* [Written request A]: In the mailing list message about MULE_INTERNAL, what new name was chosen for cyrillic_and_mic.c?
* [Written request B]: Pull out every line of the listing that contains the string "palm".

* [Given passage]:

***

Re: Do we still need MULE_INTERNAL? - Mailing list pgsql-hackers

From Thomas Munro
Subject Re: Do we still need MULE_INTERNAL?
Date
Msg-id CA+hUKGK4ZvZYNRC_W10dT2W6TYBY24q=B-EfKpUL50v2E3U6_w@mail.gmail.com
Whole thread
In response to Re: Do we still need MULE_INTERNAL?  (Tatsuo Ishii <ishii@postgresql.org>)
Responses Re: Do we still need MULE_INTERNAL?
List pgsql-hackers
On Wed, Feb 11, 2026 at 7:52 PM Tatsuo Ishii <ishii@postgresql.org> wrote:
> Thank you for the report. I find it is quite useful, especially the
> Emacs 23 internal (new to me). I agree that MULE_INTERNAL has
> fulfilled its historic role.

Thanks Ishii-san and Tom.  Here's a patch.  Obviously it mostly just
deletes thousands of lines, but also: I had to preserve the encoding
number, so there's a hole in the table, and I had to think of a new
name for cyrillic_and_mic.c, so I went with cyrillic.c because it
handles 4 single-byte encodings and it wasn't clear how to fit into
the existing x_and_y pattern (ie which two to highlight arbitrarily in
the name).

> > Since there are two encodings for kana characters and MULE's
> > superpower is to switch, I guess it depends how you chose to encode it
> > and what your ratio of kana to kanji is.
>
> The reason for 2 encodings in MULE for "kana" exist is, it's a nature
> of the character sets mule supports. In Japanese there are 2 types of
> "kana", one is "hiragana" and the other is "katakana". JIS X0208/0212
> includes both types of "kana", while JIS X0201 includes only
> "katakana". So why "katakana" appears on those two encodings? Katakana
> in JIS X0201 is often rendered on screen in half width comparing with
> JIS X 0208 and 0212. Some users find this beneficial.

***

* [Dataset]:
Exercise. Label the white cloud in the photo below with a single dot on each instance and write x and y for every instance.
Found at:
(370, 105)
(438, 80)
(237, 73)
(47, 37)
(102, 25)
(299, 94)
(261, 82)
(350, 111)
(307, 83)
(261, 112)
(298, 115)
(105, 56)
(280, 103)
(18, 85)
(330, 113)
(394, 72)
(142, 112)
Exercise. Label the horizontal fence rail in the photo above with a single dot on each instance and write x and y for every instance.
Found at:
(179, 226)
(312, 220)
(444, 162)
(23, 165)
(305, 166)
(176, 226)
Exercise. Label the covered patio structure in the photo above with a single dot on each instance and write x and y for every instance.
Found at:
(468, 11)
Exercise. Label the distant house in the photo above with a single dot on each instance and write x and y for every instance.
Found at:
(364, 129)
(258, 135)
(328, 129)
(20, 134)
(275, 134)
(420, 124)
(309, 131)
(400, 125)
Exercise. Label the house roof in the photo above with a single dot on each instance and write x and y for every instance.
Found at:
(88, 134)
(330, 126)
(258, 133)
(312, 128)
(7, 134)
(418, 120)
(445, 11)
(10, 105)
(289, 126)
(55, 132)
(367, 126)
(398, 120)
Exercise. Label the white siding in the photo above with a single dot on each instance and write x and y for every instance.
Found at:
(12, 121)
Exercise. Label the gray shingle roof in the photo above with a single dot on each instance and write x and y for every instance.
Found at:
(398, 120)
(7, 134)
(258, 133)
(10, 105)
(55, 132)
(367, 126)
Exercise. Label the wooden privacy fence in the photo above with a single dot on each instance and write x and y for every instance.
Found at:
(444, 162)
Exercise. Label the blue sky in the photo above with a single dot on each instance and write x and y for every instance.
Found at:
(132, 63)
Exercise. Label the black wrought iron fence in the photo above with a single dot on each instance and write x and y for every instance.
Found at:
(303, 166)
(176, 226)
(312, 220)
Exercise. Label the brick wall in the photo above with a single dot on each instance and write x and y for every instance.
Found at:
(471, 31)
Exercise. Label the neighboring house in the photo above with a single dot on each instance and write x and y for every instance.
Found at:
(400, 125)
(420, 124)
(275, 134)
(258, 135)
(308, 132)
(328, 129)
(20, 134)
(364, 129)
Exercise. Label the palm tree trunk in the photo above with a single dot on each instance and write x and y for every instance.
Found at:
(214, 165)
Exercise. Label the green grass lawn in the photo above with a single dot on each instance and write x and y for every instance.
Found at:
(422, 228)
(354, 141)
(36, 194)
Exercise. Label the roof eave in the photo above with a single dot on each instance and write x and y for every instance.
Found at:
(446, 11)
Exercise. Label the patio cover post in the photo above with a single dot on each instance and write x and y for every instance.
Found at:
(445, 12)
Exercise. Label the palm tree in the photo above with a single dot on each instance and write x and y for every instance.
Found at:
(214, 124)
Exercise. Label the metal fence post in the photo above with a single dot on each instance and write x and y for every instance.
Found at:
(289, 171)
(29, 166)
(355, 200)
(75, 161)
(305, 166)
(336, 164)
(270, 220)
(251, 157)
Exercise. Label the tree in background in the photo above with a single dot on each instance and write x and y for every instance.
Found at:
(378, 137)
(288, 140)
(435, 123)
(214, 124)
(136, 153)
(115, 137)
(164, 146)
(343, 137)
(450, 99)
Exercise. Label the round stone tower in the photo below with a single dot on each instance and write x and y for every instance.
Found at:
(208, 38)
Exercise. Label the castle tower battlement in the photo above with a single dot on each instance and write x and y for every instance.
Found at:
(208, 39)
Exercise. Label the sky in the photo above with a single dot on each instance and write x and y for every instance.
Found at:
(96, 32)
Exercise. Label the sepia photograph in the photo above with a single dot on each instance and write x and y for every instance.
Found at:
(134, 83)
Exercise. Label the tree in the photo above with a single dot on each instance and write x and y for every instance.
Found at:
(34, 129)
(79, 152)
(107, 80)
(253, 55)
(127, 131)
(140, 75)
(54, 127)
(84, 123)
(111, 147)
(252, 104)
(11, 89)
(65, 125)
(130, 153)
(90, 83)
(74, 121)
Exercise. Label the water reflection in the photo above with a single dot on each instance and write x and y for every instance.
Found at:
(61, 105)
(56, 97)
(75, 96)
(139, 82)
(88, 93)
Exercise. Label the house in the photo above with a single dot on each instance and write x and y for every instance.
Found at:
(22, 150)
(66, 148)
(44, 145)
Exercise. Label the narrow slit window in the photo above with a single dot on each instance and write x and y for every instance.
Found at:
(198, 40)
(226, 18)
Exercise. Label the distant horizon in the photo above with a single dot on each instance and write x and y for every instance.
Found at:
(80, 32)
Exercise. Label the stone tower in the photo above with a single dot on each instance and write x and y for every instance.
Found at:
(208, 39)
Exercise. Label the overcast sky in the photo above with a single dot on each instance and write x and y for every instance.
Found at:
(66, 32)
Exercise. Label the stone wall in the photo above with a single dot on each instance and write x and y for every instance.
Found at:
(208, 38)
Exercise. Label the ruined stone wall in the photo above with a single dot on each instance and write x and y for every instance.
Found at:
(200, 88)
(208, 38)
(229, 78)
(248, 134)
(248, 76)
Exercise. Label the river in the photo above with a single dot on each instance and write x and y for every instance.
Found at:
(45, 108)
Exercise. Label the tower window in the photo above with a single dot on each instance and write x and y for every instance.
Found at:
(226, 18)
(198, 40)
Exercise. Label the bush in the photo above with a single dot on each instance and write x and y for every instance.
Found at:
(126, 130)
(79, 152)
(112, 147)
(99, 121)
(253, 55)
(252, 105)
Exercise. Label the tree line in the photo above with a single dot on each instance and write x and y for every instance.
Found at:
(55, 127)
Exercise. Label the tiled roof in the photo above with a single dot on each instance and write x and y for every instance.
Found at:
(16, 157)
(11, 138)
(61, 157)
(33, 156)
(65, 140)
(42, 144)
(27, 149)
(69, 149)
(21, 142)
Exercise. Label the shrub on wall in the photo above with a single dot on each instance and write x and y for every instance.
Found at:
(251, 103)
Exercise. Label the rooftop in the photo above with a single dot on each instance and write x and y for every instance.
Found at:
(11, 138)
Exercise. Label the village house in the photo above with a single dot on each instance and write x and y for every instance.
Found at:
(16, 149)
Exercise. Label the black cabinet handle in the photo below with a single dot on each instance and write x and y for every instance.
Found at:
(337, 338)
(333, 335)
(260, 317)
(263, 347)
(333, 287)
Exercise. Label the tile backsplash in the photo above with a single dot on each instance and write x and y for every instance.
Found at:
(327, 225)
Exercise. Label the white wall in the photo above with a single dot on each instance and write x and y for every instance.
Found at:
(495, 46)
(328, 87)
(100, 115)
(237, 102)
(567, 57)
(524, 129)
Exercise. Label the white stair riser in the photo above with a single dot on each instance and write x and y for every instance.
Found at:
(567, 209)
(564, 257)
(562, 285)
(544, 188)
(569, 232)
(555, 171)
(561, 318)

***

* [Written response A]: cyrillic.c

* [Written response B]:
Exercise. Label the palm tree trunk in the photo above with a single dot on each instance and write x and y for every instance.
Exercise. Label the palm tree in the photo above with a single dot on each instance and write x and y for every instance.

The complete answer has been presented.